The expected response is an exact repetition of every record, with images excluded.

-- Records for this task follows --

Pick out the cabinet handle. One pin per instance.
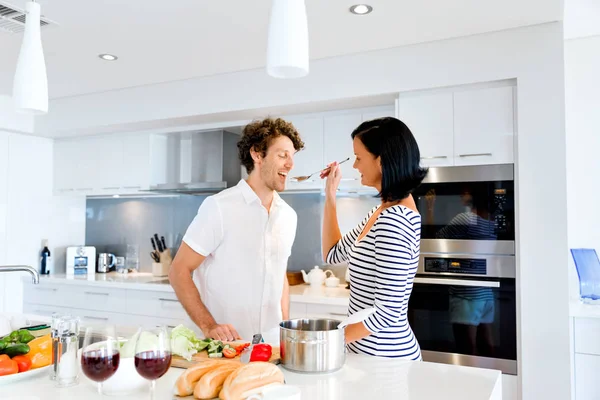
(433, 157)
(97, 318)
(475, 155)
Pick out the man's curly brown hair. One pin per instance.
(258, 135)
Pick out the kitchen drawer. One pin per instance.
(94, 317)
(98, 298)
(587, 385)
(326, 311)
(46, 294)
(44, 310)
(586, 333)
(148, 322)
(155, 304)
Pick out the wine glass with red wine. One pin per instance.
(100, 354)
(153, 355)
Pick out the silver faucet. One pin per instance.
(14, 268)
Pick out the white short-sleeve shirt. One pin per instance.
(246, 250)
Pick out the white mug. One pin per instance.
(279, 392)
(332, 281)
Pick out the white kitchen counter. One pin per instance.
(320, 294)
(361, 378)
(146, 281)
(578, 309)
(134, 280)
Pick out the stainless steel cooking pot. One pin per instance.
(312, 345)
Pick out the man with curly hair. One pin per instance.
(237, 246)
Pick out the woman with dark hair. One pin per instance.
(383, 250)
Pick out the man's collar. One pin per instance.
(250, 195)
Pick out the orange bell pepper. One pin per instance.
(8, 366)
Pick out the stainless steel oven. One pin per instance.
(463, 304)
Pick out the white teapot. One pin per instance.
(316, 276)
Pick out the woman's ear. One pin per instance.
(256, 156)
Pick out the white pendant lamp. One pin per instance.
(30, 86)
(287, 50)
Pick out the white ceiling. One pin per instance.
(159, 41)
(582, 18)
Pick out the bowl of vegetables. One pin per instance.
(23, 355)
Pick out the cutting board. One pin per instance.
(180, 362)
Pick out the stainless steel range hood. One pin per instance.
(196, 163)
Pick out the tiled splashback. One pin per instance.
(113, 223)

-- Records for this task concluded --

## Result
Pick out the cabinet handle. One pin per instance.
(433, 157)
(97, 318)
(475, 155)
Pick out the man's curly brown hair. One pin per instance.
(258, 135)
Pick out the kitchen drawer. One pin per instance.
(94, 317)
(98, 298)
(587, 385)
(326, 311)
(46, 294)
(44, 310)
(586, 333)
(148, 322)
(155, 304)
Pick out the wine glass with red wine. One pin per instance.
(100, 354)
(153, 355)
Pick out the silver faucet. One pin per instance.
(14, 268)
Pick out the white short-sleeve shirt. One pin per instance.
(246, 250)
Pick out the white mug. One pin per instance.
(279, 392)
(332, 281)
Pick out the white kitchen counter. One pin per instance.
(320, 294)
(361, 378)
(146, 281)
(578, 309)
(134, 280)
Pick out the stainless steel cooking pot. One pin per instance.
(312, 345)
Pick out the man with curly hair. One pin per instance.
(237, 246)
Pick out the woman with dark hair. One pin per instance.
(383, 250)
Pick out the man's collar. One pin per instance.
(250, 195)
Pick out the orange bell pepper. One pin per instance.
(8, 366)
Pick out the stainless steel oven. One pin per instance.
(463, 304)
Pick out the white teapot. One pin per instance.
(316, 276)
Pick out the woman's ear. One pin per instance.
(256, 156)
Pick out the white pendant lamp. One pin per instance.
(30, 86)
(287, 50)
Pick out the white ceiling. One pin per instance.
(159, 41)
(582, 18)
Pick out the bowl of vegetables. One pin per instance.
(23, 355)
Pick out the cutting board. One pin per instance.
(180, 362)
Pick out the stainless steel range hood. One pin per instance.
(196, 163)
Pick out the tiled splashback. One pin per instance.
(113, 223)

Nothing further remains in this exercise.